▶ [TUGAS YANG DIKERJAKAN]
Jawablah pertanyaan berikut berdasarkan teks tentang film Breathless.
1. Siapa sinematografer film ini?
2. Berapa menit durasi film ini?
3. Gerakan apa yang disebut terinspirasi oleh penggunaan minim alat lighting?

Director : Jean-Luc
Godard
Producer : Georges de
Beauregard
Writer :
Jean-Luc Godard
Based on : François Truffaut’s original treatment
Cinematographer :
Raoul Coutard
Music by :
Martial Solal
Editor :
Cécile Decugis &
Lila Herman
Jean-Luc Godard merupakan
salah satu pionir dari masa La Nouvelle Vauge (Inggris: French New Wave).
Terinspirasi dari Neo-Realisme Italia, Breathless
dibuat dengan gaya yang dianggap unik pada saat itu – menggunakan jump cut, menggunakan kursi roda, minim
alat lighting, dan sistem kerja yang
unik. Film berdurasi 90 menit ini masih memberikan pengaruh sampai ke dunia
sinema sekarang; Teknik jump cut
dipakai oleh para youtuber untuk
membuat tempo berbicara mereka lebih cepat; Penggunaan minim alat lighting menginspirasi para independent filmmaker dan gerakan Dogme 95.

▶ [BARIS DATA MENTAH]

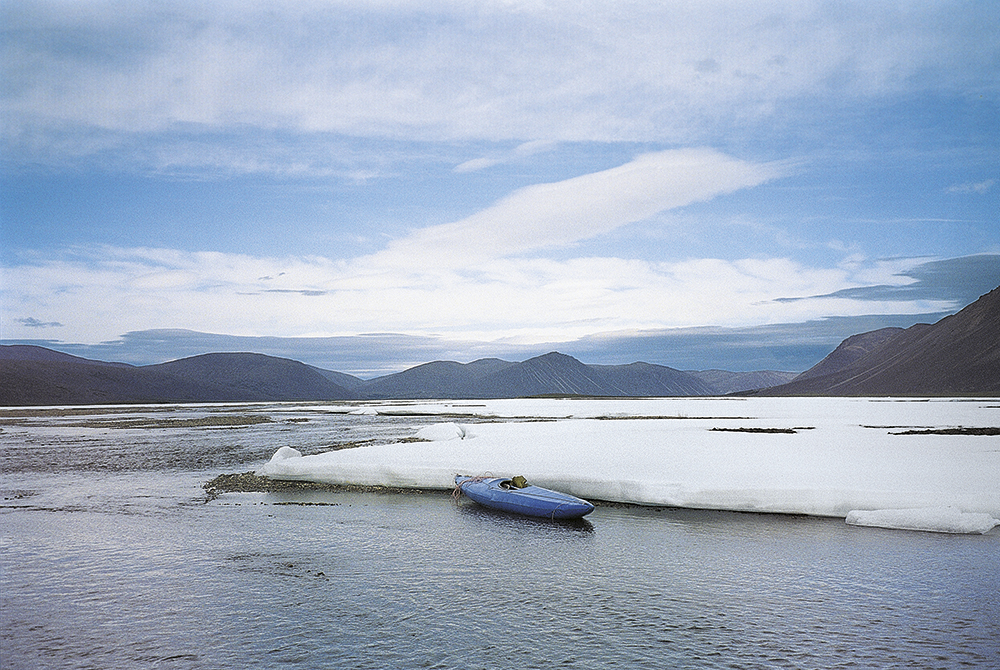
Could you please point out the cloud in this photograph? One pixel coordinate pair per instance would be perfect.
(562, 213)
(32, 322)
(101, 293)
(88, 78)
(976, 187)
(520, 152)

▶ [JAWABAN TERTULIS]
1. Raoul Coutard
2. 90 menit
3. Dogme 95